**Required work**:
Reproduce all the records, swapping "positive clicks" for "foreground clicks" wherever it occurs and changing nothing else. Omit the pictures.

**Exercise input**:
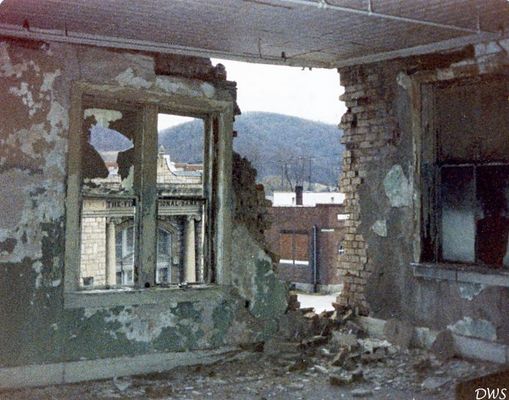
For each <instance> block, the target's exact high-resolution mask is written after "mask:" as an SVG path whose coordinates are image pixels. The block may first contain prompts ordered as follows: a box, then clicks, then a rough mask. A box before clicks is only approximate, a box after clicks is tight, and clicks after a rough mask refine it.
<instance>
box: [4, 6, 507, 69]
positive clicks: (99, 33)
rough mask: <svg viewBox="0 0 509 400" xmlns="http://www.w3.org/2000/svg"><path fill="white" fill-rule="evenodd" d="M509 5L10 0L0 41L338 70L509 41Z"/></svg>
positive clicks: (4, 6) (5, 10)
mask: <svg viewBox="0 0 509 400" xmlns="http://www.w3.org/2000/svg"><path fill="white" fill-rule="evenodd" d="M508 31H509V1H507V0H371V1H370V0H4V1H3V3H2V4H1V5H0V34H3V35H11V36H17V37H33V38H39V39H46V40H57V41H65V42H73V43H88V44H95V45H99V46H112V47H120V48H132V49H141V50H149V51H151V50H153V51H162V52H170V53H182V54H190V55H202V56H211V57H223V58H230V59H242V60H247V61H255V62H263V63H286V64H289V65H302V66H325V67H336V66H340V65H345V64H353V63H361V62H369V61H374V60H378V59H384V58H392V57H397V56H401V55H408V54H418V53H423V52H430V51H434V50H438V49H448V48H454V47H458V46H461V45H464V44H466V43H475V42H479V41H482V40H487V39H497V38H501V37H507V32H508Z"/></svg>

**Result**:
For each <instance> block, the target's exact high-resolution mask is written after "mask:" as an SVG path whose coordinates are image pixels. The block may first contain prompts ordered as follows: a box, then clicks, then a rough mask. A box before clicks is only approximate, a box after clicks is tight, and clicks after a rough mask refine it.
<instance>
box: [4, 6, 507, 69]
foreground clicks: (99, 33)
rough mask: <svg viewBox="0 0 509 400" xmlns="http://www.w3.org/2000/svg"><path fill="white" fill-rule="evenodd" d="M509 5L10 0L0 41L338 70L509 41Z"/></svg>
foreground clicks: (4, 6) (5, 10)
mask: <svg viewBox="0 0 509 400" xmlns="http://www.w3.org/2000/svg"><path fill="white" fill-rule="evenodd" d="M508 31H509V1H507V0H371V1H370V0H4V1H3V3H2V4H1V5H0V34H3V35H11V36H17V37H33V38H39V39H46V40H57V41H65V42H73V43H88V44H95V45H99V46H112V47H120V48H132V49H141V50H149V51H151V50H153V51H162V52H170V53H182V54H190V55H202V56H211V57H223V58H230V59H242V60H247V61H255V62H263V63H286V64H289V65H302V66H325V67H336V66H340V65H345V64H353V63H361V62H369V61H374V60H378V59H384V58H392V57H397V56H401V55H408V54H418V53H423V52H430V51H434V50H438V49H448V48H454V47H458V46H461V45H464V44H466V43H475V42H479V41H482V40H487V39H497V38H501V37H507V32H508Z"/></svg>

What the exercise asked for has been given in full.